Written instruction a:
Answer these questions from the forum thread on XOR Partition Sort.
(i) In the example array [1, 2, 3], which bit is the highest one where 1 and 2 differ?
(ii) Over which range of bits does the algorithm check for a conflict?
(iii) Which two techniques can be used to check each bit for a conflict?

Extract:
• • • • •
In the problem XOR Partition Sort, can someone explain me how to find the next right index in a simpler way? I am having a hard time to understand the editorial.

For example, if we take our array as [1, 2, 3], then for index a[0] = 1, if in binary search, we check for [i, j] = [0, 2], then for bit 2^0 = 1, it looks we have one pair each of set and unset case, as numbers (2, 3) and (1, 2) respectively. So, by editorial there is a conflict, but we know that it is already sorted, right?

To determine whether a\oplus X \leq b\oplus X, only the highest bit where a and b differ matters (because it’ll still differ after xor-ing with X).

So in your example, for (1, 2) the highest differing bit is 2^1, while for (2, 3) it’s 2^0. There’s no conflict here because they’re different bits entirely.

This gives the following algorithm:

  • For each i\lt N, find the highest bit where A_i and A_{i+1} differ (this is what the b_i in the editorial is).
    You’ll also need to store whether this bit needs to be set or not.
  • To check if [i, j] is XOR-sortable, the only thing that matters is whether there’s a conflict in its range or not.
    • For each bit from 0 to 20, check if there exists an index in [i, j-1] such that it needs to be set; and an index where b needs to be unset.
      This can be done with binary search (if you store for each bit, a list of positions where it should be set/unset) or prefix sums (again, separate prefix sum array for each bit as to whether it should be set or not).
  • The check is either \mathcal{O}(20\log N) or \mathcal{O}(20) for a single subarray depending on the method you choose; now throw binary search on this to find \text{right}_i for each i.
• • • • •
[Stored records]

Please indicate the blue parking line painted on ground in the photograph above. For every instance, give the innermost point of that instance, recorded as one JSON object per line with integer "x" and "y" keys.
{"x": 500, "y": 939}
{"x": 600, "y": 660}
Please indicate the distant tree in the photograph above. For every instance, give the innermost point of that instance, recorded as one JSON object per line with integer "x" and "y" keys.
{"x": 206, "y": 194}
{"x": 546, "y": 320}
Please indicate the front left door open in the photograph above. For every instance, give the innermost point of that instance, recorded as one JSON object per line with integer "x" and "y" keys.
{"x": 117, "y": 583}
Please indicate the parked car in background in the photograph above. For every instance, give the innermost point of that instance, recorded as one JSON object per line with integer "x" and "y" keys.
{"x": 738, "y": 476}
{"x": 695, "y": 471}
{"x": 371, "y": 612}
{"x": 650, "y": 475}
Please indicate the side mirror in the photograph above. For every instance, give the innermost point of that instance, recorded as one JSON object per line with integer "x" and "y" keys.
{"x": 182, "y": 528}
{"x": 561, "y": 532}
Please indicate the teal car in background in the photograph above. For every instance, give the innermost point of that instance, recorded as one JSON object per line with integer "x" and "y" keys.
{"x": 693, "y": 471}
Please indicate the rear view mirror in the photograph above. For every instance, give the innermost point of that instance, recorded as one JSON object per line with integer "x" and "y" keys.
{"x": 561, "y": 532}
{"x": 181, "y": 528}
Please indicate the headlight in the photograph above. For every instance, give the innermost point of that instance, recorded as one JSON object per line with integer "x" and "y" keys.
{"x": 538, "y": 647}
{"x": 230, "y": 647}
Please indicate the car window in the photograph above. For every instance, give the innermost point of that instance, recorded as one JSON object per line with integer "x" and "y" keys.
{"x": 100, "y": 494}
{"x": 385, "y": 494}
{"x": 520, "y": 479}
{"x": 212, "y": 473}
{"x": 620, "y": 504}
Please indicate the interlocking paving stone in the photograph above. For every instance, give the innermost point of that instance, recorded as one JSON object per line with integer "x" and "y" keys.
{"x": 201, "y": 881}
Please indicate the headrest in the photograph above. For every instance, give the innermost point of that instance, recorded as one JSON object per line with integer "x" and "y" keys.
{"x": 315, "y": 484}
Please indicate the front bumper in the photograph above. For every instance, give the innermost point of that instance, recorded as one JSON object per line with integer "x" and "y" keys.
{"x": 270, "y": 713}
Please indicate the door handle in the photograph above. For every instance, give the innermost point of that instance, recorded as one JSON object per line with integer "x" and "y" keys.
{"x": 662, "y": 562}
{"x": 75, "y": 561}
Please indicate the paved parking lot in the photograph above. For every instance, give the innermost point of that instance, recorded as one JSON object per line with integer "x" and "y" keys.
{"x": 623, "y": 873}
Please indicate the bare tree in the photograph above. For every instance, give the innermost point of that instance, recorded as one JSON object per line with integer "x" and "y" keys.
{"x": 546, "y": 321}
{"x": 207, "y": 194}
• • • • •
Written instruction b: Set out everything in the stored entries from the line containing "Please indicate the car" down to the last entry as a Markdown table with the columns Row and Line, numbering each line and omitting blank lines.

Exercise result a:
(i) 2^1
(ii) From bit 0 to bit 20
(iii) Binary search or prefix sums

Exercise result b:
| Row | Line |
|---|---|
| 1 | Please indicate the car window in the photograph above. For every instance, give the innermost point of that instance, recorded as one JSON object per line with integer "x" and "y" keys. |
| 2 | {"x": 100, "y": 494} |
| 3 | {"x": 385, "y": 494} |
| 4 | {"x": 520, "y": 479} |
| 5 | {"x": 212, "y": 473} |
| 6 | {"x": 620, "y": 504} |
| 7 | Please indicate the interlocking paving stone in the photograph above. For every instance, give the innermost point of that instance, recorded as one JSON object per line with integer "x" and "y" keys. |
| 8 | {"x": 201, "y": 881} |
| 9 | Please indicate the headrest in the photograph above. For every instance, give the innermost point of that instance, recorded as one JSON object per line with integer "x" and "y" keys. |
| 10 | {"x": 315, "y": 484} |
| 11 | Please indicate the front bumper in the photograph above. For every instance, give the innermost point of that instance, recorded as one JSON object per line with integer "x" and "y" keys. |
| 12 | {"x": 270, "y": 713} |
| 13 | Please indicate the door handle in the photograph above. For every instance, give the innermost point of that instance, recorded as one JSON object per line with integer "x" and "y" keys. |
| 14 | {"x": 662, "y": 562} |
| 15 | {"x": 75, "y": 561} |
| 16 | Please indicate the paved parking lot in the photograph above. For every instance, give the innermost point of that instance, recorded as one JSON object per line with integer "x" and "y" keys. |
| 17 | {"x": 623, "y": 873} |
| 18 | Please indicate the bare tree in the photograph above. For every instance, give the innermost point of that instance, recorded as one JSON object per line with integer "x" and "y" keys. |
| 19 | {"x": 546, "y": 321} |
| 20 | {"x": 207, "y": 194} |